REQUIREMENTS: Please change "even-odd rule" to "nonzero winding rule" everywhere in the listing below, keeping every other line as is. Leave the pictures out of your answer.

Data listing:

# # # #

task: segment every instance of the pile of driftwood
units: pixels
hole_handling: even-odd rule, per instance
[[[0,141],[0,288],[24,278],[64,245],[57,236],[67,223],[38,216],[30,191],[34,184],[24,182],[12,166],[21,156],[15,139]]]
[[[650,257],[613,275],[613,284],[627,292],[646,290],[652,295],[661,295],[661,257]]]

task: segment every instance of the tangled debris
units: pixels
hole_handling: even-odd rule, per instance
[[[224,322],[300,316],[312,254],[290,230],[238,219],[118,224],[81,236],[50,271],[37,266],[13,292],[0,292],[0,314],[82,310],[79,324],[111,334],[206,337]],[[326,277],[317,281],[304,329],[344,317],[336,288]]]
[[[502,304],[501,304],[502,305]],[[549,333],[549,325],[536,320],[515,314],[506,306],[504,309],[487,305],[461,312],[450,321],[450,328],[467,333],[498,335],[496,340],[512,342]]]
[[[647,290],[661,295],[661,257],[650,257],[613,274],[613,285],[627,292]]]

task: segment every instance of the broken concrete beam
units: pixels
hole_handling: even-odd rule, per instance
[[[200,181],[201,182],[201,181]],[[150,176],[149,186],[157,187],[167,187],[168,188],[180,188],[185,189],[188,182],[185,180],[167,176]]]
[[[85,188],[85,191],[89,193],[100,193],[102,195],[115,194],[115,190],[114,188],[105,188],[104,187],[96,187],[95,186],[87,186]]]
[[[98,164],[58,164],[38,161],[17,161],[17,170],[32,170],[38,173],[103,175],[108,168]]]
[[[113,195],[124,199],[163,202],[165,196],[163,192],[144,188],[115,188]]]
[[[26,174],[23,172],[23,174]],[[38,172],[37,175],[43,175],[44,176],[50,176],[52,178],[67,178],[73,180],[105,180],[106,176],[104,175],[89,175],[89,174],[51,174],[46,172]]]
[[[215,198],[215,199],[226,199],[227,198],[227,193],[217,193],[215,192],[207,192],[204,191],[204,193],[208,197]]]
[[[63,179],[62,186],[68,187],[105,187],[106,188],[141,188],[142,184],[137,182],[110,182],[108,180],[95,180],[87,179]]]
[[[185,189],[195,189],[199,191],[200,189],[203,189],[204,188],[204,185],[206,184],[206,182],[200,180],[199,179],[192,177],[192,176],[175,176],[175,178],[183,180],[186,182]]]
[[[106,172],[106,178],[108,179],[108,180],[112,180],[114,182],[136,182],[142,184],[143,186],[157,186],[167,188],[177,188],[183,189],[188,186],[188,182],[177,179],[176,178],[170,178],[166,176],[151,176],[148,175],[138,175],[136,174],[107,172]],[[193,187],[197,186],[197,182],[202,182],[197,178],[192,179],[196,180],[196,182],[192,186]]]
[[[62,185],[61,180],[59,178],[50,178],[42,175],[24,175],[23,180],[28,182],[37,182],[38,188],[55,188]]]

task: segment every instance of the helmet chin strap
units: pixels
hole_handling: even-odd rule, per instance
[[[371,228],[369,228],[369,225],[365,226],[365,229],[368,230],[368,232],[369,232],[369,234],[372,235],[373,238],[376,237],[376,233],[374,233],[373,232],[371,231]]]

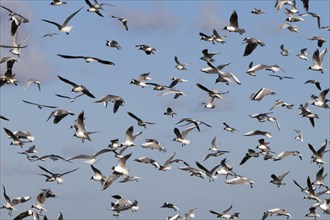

# # # #

SOLVED EXERCISE:
task: segment every instance of the pile of driftwood
units: pixels
hole_handling: nonzero winding rule, per instance
[[[0,141],[0,288],[24,278],[64,245],[57,236],[67,223],[38,216],[30,191],[34,184],[24,182],[12,166],[21,156],[15,139]]]
[[[650,257],[613,275],[613,284],[627,292],[646,290],[652,295],[661,295],[661,257]]]

task: segment every instance of the tangled debris
units: pixels
hole_handling: nonzero winding rule, per instance
[[[224,322],[300,316],[312,254],[290,230],[238,219],[118,224],[81,236],[50,271],[37,266],[13,292],[0,292],[0,314],[82,310],[79,324],[111,334],[206,337]],[[326,277],[317,281],[304,329],[344,317],[336,288]]]
[[[502,304],[501,304],[502,305]],[[549,333],[549,325],[536,320],[515,314],[506,306],[504,309],[487,305],[461,312],[450,321],[450,328],[467,333],[498,335],[496,340],[512,342]]]
[[[647,290],[661,295],[661,257],[650,257],[613,274],[613,285],[627,292]]]

task: segment every instance of the broken concrete beam
units: pixels
hole_handling: nonzero winding rule, per instance
[[[200,181],[201,182],[201,181]],[[150,176],[149,186],[157,187],[167,187],[168,188],[180,188],[185,189],[188,182],[185,180],[167,176]]]
[[[85,188],[85,191],[89,193],[100,193],[102,195],[115,194],[115,190],[114,188],[105,188],[104,187],[96,187],[95,186],[87,186]]]
[[[98,164],[58,164],[38,161],[17,161],[17,170],[32,170],[38,173],[103,175],[108,168]]]
[[[113,195],[124,199],[163,202],[165,196],[163,192],[144,188],[115,188]]]
[[[26,174],[23,172],[23,174]],[[38,172],[37,175],[43,175],[44,176],[50,176],[52,178],[67,178],[73,180],[105,180],[106,176],[104,175],[89,175],[89,174],[51,174],[46,172]]]
[[[215,198],[215,199],[226,199],[227,198],[227,193],[217,193],[215,192],[207,192],[204,191],[204,193],[208,197]]]
[[[63,179],[62,186],[68,187],[105,187],[106,188],[141,188],[142,184],[137,182],[110,182],[108,180],[95,180],[87,179]]]
[[[185,189],[195,189],[199,191],[200,189],[203,189],[204,188],[204,185],[206,184],[206,182],[200,180],[199,179],[192,177],[192,176],[175,176],[175,178],[183,180],[186,182]]]
[[[106,172],[106,178],[108,179],[108,180],[112,180],[114,182],[136,182],[142,184],[143,186],[157,186],[167,188],[177,188],[183,189],[188,186],[188,182],[177,179],[176,178],[170,178],[166,176],[151,176],[148,175],[138,175],[136,174],[107,172]],[[193,187],[197,186],[197,182],[202,182],[197,178],[192,179],[196,180],[196,182],[192,186]]]
[[[62,185],[61,180],[59,178],[50,178],[42,175],[24,175],[23,180],[28,182],[37,182],[38,188],[55,188]]]

task: segment every instance of the helmet chin strap
units: pixels
hole_handling: nonzero winding rule, per instance
[[[371,228],[369,228],[369,225],[365,226],[365,229],[368,230],[368,232],[369,232],[369,234],[372,235],[373,238],[376,237],[376,233],[374,233],[373,232],[371,231]]]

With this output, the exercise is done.